Single by Sonic Youth
- B-side: "Satan Is Boring" (original 12"), "Halloween" (second 12"), "Rewolf (Special Natas Mix)" (7")
- Released: 1985 (original 12"), January 1986 (7", second 12")
- Recorded: 1985
- Genre: No wave, noise rock
- Length: 5:11
- Label: Blast First (UK), Homestead (US)
- Songwriters: Bob Bert, Kim Gordon, Thurston Moore, Lee Ranaldo

Sonic Youth singles chronology
| "Death Valley '69" (1984) | "Flower" (1985) | "Starpower" (1986) |

= Flower (Sonic Youth song) =

"Flower" is a song by American alternative rock band Sonic Youth. It was originally released as a 12" single (listed as "Flower (Use the Word)") in 1985 by UK record label Blast First, with "Satan Is Boring" as the B-side. This version was quickly withdrawn at the band's request. In January 1986, Blast First and the band's American label, Homestead Records, both released "Flower" as a 12" backed by "Halloween"; the first run of the UK edition was on yellow/orange vinyl. Blast First also issued the song as a 7" single in edited form, retitled "Flower (Anti-Fuckword Radio Edit)", with a backwards version, "Rewolf (Special Natas Mix)", on the flipside.

"Flower", "Halloween" and the studio version of "Satan Is Boring" were all later included on the Geffen Records CD reissue of Sonic Youth's 1985 album Bad Moon Rising.

==Background==
"Flower" and "Halloween" were recorded and mixed at Radio Tokyo in Venice, California in January 1985. "Satan Is Boring" was a collage of live material recorded at concerts in Rotterdam and Aylesbury in April 1985.

** GIVEN RECORDS **
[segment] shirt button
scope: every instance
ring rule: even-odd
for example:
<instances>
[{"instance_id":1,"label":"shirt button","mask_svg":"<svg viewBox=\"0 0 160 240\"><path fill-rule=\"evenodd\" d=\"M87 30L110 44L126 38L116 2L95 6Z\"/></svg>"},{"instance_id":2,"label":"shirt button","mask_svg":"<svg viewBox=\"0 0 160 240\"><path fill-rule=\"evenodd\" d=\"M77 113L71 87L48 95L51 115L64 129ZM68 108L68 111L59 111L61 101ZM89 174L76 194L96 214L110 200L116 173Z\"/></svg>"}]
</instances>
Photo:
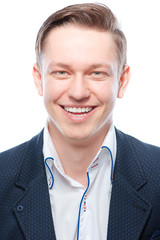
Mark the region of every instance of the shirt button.
<instances>
[{"instance_id":1,"label":"shirt button","mask_svg":"<svg viewBox=\"0 0 160 240\"><path fill-rule=\"evenodd\" d=\"M22 205L17 206L17 211L22 212L23 211L23 206Z\"/></svg>"}]
</instances>

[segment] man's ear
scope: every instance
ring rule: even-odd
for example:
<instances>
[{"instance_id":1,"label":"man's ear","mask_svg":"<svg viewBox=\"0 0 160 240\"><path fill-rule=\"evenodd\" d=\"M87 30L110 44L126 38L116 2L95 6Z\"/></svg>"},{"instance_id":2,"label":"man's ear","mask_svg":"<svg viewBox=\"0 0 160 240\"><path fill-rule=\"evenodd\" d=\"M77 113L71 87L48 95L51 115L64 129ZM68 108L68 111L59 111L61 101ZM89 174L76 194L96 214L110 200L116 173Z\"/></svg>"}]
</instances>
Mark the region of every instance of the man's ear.
<instances>
[{"instance_id":1,"label":"man's ear","mask_svg":"<svg viewBox=\"0 0 160 240\"><path fill-rule=\"evenodd\" d=\"M36 63L33 65L32 75L33 75L34 83L35 83L36 89L38 91L38 94L40 96L43 96L42 75L40 73L39 66Z\"/></svg>"},{"instance_id":2,"label":"man's ear","mask_svg":"<svg viewBox=\"0 0 160 240\"><path fill-rule=\"evenodd\" d=\"M123 72L121 74L120 80L119 80L119 90L118 90L118 98L122 98L126 88L128 86L130 80L130 67L128 65L124 66Z\"/></svg>"}]
</instances>

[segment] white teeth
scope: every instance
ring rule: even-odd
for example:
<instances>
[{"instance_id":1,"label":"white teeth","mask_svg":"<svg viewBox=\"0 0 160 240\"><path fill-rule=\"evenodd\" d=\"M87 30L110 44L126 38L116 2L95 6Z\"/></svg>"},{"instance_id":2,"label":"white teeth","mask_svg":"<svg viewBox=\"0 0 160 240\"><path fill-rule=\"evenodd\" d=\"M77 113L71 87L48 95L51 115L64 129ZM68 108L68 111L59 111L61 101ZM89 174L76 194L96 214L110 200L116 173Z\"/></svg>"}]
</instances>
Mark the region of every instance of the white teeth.
<instances>
[{"instance_id":1,"label":"white teeth","mask_svg":"<svg viewBox=\"0 0 160 240\"><path fill-rule=\"evenodd\" d=\"M70 113L87 113L90 112L93 108L91 107L83 107L83 108L76 108L76 107L64 107L64 110Z\"/></svg>"}]
</instances>

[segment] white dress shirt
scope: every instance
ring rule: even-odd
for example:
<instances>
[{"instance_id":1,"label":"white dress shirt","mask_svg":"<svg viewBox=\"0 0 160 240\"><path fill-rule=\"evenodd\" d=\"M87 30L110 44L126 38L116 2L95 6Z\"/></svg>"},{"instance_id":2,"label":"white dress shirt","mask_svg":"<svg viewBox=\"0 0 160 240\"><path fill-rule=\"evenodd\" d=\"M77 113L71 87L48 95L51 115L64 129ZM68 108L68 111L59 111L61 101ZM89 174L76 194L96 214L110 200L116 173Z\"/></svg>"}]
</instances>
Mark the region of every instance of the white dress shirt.
<instances>
[{"instance_id":1,"label":"white dress shirt","mask_svg":"<svg viewBox=\"0 0 160 240\"><path fill-rule=\"evenodd\" d=\"M111 125L103 145L87 169L88 186L67 176L47 125L43 154L57 240L106 240L116 135Z\"/></svg>"}]
</instances>

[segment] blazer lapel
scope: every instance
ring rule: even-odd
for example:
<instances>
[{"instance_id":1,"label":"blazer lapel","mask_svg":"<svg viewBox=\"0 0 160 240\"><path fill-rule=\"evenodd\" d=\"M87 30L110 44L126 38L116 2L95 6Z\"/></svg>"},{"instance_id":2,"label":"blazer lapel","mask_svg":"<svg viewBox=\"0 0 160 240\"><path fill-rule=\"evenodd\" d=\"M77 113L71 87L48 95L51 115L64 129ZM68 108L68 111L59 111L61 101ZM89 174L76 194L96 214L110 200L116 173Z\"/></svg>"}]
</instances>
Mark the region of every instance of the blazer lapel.
<instances>
[{"instance_id":1,"label":"blazer lapel","mask_svg":"<svg viewBox=\"0 0 160 240\"><path fill-rule=\"evenodd\" d=\"M26 240L55 240L48 184L42 154L43 132L33 138L24 153L17 187L24 194L14 208Z\"/></svg>"},{"instance_id":2,"label":"blazer lapel","mask_svg":"<svg viewBox=\"0 0 160 240\"><path fill-rule=\"evenodd\" d=\"M140 194L146 179L137 157L126 135L117 131L108 240L138 240L149 217L151 205Z\"/></svg>"}]
</instances>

** DIRECTIVE **
Proceed with the article on the Sonic Youth song "Flower" from the point where it stops. The records are not required for any of the work here.

** EXERCISE RESPONSE **
==Cover controversy==
The cover of the January 1986 Blast First 12", a "smudged black-and-white photocopy of a topless model in a downward-gazing pose" taken from a calendar and previously used in Thurston Moore's fanzine Killer, caused a major controversy with Blast First's distributor, Rough Trade Records. In a section on Blast First from his book How Soon Is Now?, Richard King said of the "Flower" cover,The sleeve was a copy-shop approximation of the kind of sleeves Raymond Pettibon was producing for the SST label in California: illustrations of blank-eyed characters of SoCal suburbia inhabiting empty spaces, both physical and mental, that despite their best efforts, consumerism and sex couldn't fill. What made sense in the context of the American underground, where such signifiers formed part of the bands' running commentary on their surroundings, had an equal resonance with Sonic Youth's connections with the Artforum sensibilities of New York galleries. In the context of Collier Street, it was given short shrift, dismissed as either a piece of New Yorker know-it-all provocation, or the kind of straightforward exploitative misogynist artwork that belonged on a heavy metal album.

==Reception==
In his AllMusic review of Bad Moon Rising, critic Jason Birchmeier noted the inclusion of the "Flower" material, saying, "Similarly morose, these few songs are perhaps even more out-there than the Bad Moon Rising ones, especially 'Halloween', which is a subtle five minutes of creeping guitar tingles accented beautifully by Kim Gordon's whispery hallucinations".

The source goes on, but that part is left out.